Detalles del problema>
Continúa el texto sobre la crisis y el deseo de modernidad del siglo XX a partir del último verso citado de López Velarde.

Texto del documento>

No pasa un día sin que no existan noticias que de entrada tienen etiqueta de crisis. La crisis económica es la más invocada, sin duda. Al parecer de ella parten todos los demás conflictos: sociales, políticos, morales, religiosos, etcétera.

 

En este tiempo ya pocos recuerdan aquel ferviente deseo de modernidad que embargó los pensamientos y sentimientos de la gente en el siglo XX, cuando casi todo el mundo deseaba vivir en una ciudad rodeado de las comodidades y de los inventos propios de la época, así como de manera frenética. Tan ello fue verdad que se etiquetó a los pueblos como lugares donde la vida transcurría no solo en paz (“En este pueblo no pasa nada” bien podría ser un lema que lo sintetizara), sino de manera rutinaria y aburrida, en donde al parecer el tiempo pasaba lento, si no es que estaba francamente detenido. Uno de nuestros máximos poetas, Ramón López Velarde (1888-1921), en su extraordinario poema-río “La suave patria”, lo expresó de manera hermosa y sin equívocos cuando, en una parte, escribió:

 

Sobre tu Capital, cada hora vuela

ojerosa y pintada, en carretela;

y en tu provincia, del reloj en vela

que rondan los palomos colipavos,

las campanadas caen como centavos.

Información mostrada>

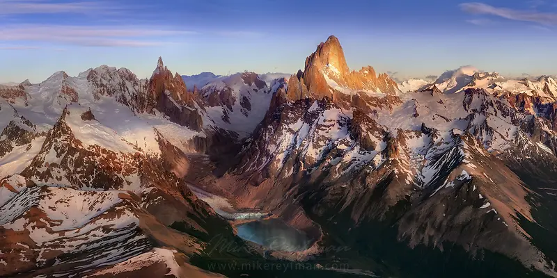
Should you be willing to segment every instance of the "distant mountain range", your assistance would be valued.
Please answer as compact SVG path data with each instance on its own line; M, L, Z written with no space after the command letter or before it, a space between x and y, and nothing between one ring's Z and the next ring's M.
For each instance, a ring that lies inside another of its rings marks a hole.
M557 277L554 78L154 67L0 86L0 276Z

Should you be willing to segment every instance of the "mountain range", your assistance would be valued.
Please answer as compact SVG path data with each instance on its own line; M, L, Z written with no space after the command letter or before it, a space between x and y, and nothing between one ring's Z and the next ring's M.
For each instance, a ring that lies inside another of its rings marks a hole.
M334 36L295 74L1 85L0 276L557 277L556 98L469 66L397 83ZM273 221L304 244L253 238Z

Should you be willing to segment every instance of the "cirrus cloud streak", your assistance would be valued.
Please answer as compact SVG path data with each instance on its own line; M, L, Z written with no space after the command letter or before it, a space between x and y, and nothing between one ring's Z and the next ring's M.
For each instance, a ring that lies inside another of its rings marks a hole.
M487 15L510 20L535 22L543 25L557 25L557 13L513 10L497 8L483 3L463 3L459 7L464 12L473 15Z
M0 29L0 42L49 42L86 47L148 47L196 33L164 27L16 25Z

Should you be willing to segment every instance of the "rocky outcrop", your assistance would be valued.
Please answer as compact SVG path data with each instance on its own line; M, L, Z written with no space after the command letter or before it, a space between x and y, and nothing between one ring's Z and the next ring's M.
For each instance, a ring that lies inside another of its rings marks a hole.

Respuesta del ejercicio>
 

Las ciudades atrajeron primeramente a los sin trabajo y a los estudiantes. En un principio, el éxodo se hizo de manera tímida para terminar siendo, sin que nadie se diera cuenta, desenfrenado.

 

Al campo, lo rural, de pronto comenzó a vérsele como un lugar no apto para la gente con ambiciones de superación. Ello no sé si coincidió o fue el detonante del abandono del cultivo de la tierra. Lo que sí sé es que la sobrepoblación obligó a depredar los recursos naturales nativos a grado tal que obligó a idear estrategias para enfrentar los nuevos tiempos. Y una estrategia fue salir a las ciudades a formar allá parte del conglomerado urbano, conflictivo casi por definición. El espejismo de encontrar empleo fue el ¡Tihui! ¡Tihui! (¡Vamos! ¡Vamos!), que guió a tanta gente, como en su momento lo hicieron los aztecas salidos de Aztlán.

 

Cada aldea, pueblo, villa o pequeña ciudad aspiró a ser cosmopolita, signo de modernidad en su momento. No importó en un principio que la lucha en tal sitio fuera más ruda y desigual. Lo importante era apostar por ser mejores, por poseer aquellos satisfactores que, si bien es cierto en un principio no eran necesarios, terminaron siéndolo, toda vez que no fue posible sustraerse al influjo de las luces del DF, santuario codiciado igual o más que cuando arribaron a ella los nahuas.

 

Las migraciones movieron a un gran número de personas no solo en la geografía nacional, sino que también a gente de otras naciones y etnias, de Centroamérica primordialmente. Ello trajo aparejado una nueva realidad no solo en lo que respecta a las vacantes de trabajo, sino también de índole cultural.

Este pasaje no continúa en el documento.